The entries that follow include a run beginning at the line with "target: dry grass" and ending at the line with "task: outline the shrub"; restate that run word for word and leave the rest out.

Saved entries:
________________________________________
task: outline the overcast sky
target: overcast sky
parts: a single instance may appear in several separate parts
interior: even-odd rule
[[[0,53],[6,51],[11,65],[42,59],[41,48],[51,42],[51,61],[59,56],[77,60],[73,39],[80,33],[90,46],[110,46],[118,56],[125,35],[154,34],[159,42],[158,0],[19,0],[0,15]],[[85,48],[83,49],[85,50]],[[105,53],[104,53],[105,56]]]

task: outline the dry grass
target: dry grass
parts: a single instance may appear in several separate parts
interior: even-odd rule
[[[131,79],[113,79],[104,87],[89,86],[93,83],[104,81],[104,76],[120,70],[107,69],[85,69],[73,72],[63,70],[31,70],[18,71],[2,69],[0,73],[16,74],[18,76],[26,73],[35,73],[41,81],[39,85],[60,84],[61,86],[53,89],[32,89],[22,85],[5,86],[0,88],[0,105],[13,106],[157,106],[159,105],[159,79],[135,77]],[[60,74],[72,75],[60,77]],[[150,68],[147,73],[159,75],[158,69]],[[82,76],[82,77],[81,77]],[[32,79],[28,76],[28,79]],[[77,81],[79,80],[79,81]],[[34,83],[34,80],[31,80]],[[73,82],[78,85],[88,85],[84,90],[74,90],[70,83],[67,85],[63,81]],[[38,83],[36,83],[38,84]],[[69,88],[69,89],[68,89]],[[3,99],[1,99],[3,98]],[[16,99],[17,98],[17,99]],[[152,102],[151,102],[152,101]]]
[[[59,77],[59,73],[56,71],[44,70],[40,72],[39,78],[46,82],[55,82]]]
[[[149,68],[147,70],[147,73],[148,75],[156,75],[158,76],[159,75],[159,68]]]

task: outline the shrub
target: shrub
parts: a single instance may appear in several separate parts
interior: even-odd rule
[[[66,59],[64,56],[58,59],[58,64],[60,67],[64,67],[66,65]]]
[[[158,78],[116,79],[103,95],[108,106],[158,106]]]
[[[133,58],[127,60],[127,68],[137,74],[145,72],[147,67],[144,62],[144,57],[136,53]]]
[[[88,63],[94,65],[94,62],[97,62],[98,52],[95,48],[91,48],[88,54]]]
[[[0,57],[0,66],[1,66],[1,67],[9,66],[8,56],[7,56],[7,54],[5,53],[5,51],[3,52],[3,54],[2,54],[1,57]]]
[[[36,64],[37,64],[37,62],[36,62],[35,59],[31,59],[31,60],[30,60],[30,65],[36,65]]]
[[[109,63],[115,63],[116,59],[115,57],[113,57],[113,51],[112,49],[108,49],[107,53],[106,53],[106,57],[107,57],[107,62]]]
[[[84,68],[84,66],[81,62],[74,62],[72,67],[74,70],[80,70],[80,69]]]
________________________________________
### Output below
target: dry grass
parts: a single instance may appear in several separate parts
interior: even-odd rule
[[[131,79],[113,79],[104,87],[89,86],[93,83],[104,81],[104,76],[120,70],[107,69],[85,69],[73,72],[63,70],[31,70],[18,71],[2,69],[0,73],[16,74],[18,76],[26,73],[35,73],[41,81],[39,85],[60,84],[61,86],[53,89],[32,89],[22,85],[5,86],[0,88],[0,105],[13,106],[157,106],[159,105],[159,79],[135,77]],[[60,74],[72,75],[60,77]],[[150,68],[147,73],[159,75],[158,69]],[[82,76],[82,77],[81,77]],[[32,79],[28,76],[28,79]],[[77,81],[79,80],[79,81]],[[34,83],[34,80],[31,80]],[[73,82],[78,85],[88,85],[84,90],[74,90],[70,83],[67,85],[63,81]],[[38,83],[36,83],[38,84]],[[69,88],[69,89],[68,89]],[[3,99],[1,99],[3,98]],[[16,99],[17,98],[17,99]],[[152,102],[151,102],[152,101]]]
[[[59,77],[59,73],[56,71],[44,70],[40,72],[39,78],[46,82],[55,82]]]
[[[149,68],[147,70],[147,73],[148,75],[156,75],[158,76],[159,75],[159,68]]]

task: outline the shrub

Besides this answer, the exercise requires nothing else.